_Passage_
TL;DR Verdict
For small sales teams and solo account executives running five or more calls a week, tl;dv wins because its clip-and-highlight workflow actually changes how you review and coach on calls. Fireflies is the smarter pick if you need cheaper per-seat pricing and a wider integration footprint across your whole stack. This verdict is aimed at solopreneurs and sales teams under 20 people who are choosing their first serious AI notetaker.
Quick Comparison Table
| Feature | tl;dv | Fireflies |
|---|---|---|
| Pricing (starting) | Free; Pro from ~$18/month | Free; Pro from ~$10/month |
| Free tier | Unlimited recordings, limited AI features | 800 mins storage, basic transcription |
| Best for | Sales coaching and call highlights | Affordable transcripts and workflow automation |
| Key strength | Timestamped clips and highlight reels | AskFred AI search and broad integrations |
| Biggest weakness | Pricier at team scale | Weaker clip and coaching features |
| Learning curve | Low to medium | Low |
| Integrations count | ~30+ | ~50+ |
| Customer support | Email, docs, live chat on paid plans | Email, docs, priority support on Business plan |
What tl;dv Does Well
tl;dv was built around a single question: what if you could skip straight to the important parts of any call? That focus shapes everything from the dashboard layout to the feature set, and it shows.
The free tier is genuinely useful. You can record unlimited meetings on Zoom and Google Meet, get AI-generated summaries, and share individual clips without paying a cent. Most tools in this category cap free users at a handful of recordings per month.

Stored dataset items
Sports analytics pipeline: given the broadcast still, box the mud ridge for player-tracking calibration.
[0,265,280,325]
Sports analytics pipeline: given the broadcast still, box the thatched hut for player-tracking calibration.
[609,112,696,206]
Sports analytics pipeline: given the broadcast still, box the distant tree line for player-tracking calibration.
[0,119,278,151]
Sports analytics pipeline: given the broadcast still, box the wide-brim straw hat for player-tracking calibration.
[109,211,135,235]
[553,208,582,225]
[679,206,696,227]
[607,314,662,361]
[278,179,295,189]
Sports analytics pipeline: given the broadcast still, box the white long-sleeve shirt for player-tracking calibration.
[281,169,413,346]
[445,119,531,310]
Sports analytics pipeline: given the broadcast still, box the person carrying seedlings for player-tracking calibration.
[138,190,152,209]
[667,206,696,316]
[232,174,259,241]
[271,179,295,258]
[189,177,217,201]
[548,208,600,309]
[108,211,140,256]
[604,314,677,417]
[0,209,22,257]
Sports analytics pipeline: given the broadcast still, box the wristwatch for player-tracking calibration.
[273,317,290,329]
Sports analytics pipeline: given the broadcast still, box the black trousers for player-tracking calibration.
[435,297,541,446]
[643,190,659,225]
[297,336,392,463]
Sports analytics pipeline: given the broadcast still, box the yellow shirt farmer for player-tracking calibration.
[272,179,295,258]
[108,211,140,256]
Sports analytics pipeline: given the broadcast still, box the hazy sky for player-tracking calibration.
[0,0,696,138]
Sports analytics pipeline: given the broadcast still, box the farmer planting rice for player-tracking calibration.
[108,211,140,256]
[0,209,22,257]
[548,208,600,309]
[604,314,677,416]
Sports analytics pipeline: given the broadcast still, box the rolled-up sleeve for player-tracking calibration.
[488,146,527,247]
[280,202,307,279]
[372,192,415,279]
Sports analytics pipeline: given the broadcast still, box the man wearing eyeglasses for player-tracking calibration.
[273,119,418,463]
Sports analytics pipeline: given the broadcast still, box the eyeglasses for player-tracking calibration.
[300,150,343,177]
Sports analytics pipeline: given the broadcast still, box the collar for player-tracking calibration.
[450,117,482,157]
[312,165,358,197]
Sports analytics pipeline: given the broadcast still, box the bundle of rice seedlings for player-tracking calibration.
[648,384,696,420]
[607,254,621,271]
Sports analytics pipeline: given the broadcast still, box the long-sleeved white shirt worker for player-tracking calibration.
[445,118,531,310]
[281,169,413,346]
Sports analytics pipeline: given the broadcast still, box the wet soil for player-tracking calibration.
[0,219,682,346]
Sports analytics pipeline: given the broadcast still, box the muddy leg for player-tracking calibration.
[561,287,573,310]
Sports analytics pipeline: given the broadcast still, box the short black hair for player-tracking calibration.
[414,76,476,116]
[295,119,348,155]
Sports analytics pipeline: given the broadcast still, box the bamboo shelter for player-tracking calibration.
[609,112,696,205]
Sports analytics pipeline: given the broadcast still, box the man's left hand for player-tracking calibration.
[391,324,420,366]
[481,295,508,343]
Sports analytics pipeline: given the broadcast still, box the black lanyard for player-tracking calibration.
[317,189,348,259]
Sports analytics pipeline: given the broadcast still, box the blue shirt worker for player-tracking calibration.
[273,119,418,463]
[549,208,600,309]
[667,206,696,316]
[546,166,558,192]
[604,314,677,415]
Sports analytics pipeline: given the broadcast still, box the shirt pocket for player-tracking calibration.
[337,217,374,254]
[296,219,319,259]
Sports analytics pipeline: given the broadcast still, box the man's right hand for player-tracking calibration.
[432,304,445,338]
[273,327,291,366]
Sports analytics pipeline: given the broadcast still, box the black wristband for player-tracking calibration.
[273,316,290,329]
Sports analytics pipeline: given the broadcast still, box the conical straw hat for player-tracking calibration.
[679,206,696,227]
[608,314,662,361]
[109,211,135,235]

_How to complete this task_
Would you transcribe the tl;dv and Fireflies comparison from "The free tier" to "recordings per month.", matching it character for character?

_Problem solution_
The free tier is genuinely useful. You can record unlimited meetings on Zoom and Google Meet, get AI-generated summaries, and share individual clips without paying a cent. Most tools in this category cap free users at a handful of recordings per month.